'''

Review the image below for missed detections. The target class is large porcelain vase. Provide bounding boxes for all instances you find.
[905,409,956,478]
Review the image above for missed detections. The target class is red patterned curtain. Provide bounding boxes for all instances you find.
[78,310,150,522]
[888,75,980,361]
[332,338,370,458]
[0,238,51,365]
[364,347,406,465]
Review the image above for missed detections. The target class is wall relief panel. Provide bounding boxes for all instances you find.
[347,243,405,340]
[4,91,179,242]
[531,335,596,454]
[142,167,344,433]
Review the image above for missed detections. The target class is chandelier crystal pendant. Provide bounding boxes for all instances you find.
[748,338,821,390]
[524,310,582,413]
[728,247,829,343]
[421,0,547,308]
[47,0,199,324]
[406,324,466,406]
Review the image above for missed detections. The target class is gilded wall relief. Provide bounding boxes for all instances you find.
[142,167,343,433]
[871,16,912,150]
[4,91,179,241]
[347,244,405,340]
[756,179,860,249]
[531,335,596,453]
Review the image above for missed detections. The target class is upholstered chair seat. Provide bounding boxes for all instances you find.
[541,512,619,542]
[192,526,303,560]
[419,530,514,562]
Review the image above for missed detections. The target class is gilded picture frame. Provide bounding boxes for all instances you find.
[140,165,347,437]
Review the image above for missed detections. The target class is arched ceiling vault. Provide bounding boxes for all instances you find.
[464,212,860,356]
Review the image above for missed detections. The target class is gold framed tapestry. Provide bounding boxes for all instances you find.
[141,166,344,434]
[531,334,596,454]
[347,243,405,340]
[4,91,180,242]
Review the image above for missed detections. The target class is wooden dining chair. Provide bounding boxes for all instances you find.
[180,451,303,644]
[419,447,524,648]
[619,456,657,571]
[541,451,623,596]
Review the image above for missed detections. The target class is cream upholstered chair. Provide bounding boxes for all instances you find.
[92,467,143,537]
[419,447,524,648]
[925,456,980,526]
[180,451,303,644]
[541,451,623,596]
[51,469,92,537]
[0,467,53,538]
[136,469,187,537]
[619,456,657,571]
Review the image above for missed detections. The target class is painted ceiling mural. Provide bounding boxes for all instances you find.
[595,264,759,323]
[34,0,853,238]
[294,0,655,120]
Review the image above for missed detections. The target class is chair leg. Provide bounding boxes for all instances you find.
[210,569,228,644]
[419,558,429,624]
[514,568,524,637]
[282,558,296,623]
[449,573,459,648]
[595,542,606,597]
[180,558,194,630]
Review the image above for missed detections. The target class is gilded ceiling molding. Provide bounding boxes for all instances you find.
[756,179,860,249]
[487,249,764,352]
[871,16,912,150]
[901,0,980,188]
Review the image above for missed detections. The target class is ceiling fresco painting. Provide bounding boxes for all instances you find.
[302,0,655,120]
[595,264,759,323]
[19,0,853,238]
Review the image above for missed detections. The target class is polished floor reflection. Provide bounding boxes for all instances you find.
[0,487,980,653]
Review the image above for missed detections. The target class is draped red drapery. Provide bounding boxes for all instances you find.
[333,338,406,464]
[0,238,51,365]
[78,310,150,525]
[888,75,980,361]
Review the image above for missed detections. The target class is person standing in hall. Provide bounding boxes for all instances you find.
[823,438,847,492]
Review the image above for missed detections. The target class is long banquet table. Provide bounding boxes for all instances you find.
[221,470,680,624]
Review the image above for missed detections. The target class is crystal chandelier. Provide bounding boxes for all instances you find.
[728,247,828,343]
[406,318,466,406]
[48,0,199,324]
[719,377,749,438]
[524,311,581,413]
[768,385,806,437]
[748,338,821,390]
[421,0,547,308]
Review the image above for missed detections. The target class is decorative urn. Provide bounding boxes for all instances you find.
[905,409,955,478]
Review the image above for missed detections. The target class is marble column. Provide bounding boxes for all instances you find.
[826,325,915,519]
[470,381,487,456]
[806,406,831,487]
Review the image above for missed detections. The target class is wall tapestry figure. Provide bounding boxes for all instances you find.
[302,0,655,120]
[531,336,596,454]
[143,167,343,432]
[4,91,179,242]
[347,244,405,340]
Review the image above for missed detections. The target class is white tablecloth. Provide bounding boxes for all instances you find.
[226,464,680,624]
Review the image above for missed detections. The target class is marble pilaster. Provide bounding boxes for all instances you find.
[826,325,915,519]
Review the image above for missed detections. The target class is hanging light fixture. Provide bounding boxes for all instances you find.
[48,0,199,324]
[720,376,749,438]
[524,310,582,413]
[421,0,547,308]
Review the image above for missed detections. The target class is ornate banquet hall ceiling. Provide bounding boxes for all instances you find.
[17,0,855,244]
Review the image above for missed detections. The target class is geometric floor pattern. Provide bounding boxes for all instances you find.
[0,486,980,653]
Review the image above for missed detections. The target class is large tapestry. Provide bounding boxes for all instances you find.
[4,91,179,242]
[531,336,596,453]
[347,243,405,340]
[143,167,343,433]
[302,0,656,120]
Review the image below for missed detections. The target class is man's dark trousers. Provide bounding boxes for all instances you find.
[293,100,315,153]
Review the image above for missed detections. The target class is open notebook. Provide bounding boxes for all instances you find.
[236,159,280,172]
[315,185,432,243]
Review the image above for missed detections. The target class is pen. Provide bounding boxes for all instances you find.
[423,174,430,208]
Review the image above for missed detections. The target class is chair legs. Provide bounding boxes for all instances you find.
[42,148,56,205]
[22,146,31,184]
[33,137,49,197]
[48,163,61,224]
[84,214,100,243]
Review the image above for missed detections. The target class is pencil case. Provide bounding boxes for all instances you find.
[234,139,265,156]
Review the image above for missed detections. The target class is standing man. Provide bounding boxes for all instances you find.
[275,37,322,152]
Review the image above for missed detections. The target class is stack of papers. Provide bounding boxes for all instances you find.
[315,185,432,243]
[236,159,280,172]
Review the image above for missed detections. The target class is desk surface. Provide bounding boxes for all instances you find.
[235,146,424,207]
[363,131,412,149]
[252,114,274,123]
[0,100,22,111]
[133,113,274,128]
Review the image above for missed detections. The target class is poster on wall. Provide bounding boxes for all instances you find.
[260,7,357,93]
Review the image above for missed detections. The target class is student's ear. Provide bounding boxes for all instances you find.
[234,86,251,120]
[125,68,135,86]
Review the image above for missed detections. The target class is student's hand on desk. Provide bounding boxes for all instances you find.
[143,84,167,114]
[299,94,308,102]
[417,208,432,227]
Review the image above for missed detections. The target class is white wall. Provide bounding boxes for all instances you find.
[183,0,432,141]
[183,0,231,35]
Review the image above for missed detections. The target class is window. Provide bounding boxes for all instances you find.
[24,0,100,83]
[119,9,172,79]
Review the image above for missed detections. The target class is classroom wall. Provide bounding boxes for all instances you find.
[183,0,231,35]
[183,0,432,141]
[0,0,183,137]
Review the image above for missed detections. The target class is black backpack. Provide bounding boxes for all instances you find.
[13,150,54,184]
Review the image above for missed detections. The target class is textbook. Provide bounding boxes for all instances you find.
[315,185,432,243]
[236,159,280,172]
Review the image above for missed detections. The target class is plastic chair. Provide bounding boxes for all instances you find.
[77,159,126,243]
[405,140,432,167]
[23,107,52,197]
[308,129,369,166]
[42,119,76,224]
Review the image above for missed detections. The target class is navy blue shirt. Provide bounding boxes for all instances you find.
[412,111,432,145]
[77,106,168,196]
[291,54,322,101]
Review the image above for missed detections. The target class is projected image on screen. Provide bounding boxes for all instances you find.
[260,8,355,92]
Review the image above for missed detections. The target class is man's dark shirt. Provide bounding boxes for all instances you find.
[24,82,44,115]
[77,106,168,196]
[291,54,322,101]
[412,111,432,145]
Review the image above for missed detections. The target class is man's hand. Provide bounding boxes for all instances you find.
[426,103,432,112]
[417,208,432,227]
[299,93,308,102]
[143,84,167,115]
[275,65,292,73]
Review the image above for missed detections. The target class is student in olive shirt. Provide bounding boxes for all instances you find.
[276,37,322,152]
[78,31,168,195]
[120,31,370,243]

'''

▶ **Requirement**: Reproduce, word for word, the stretch of the records from the line containing "class is classroom" through the line containing "[13,150,54,184]", with both of those lines included.

▶ **The response**:
Review the image above for missed detections. The target class is classroom wall. Provide bounding boxes for all instances you find.
[183,0,231,35]
[183,0,432,141]
[0,0,183,137]
Review the image above for missed detections. The target class is black backpack. Provide bounding boxes for all instances you find.
[13,150,54,184]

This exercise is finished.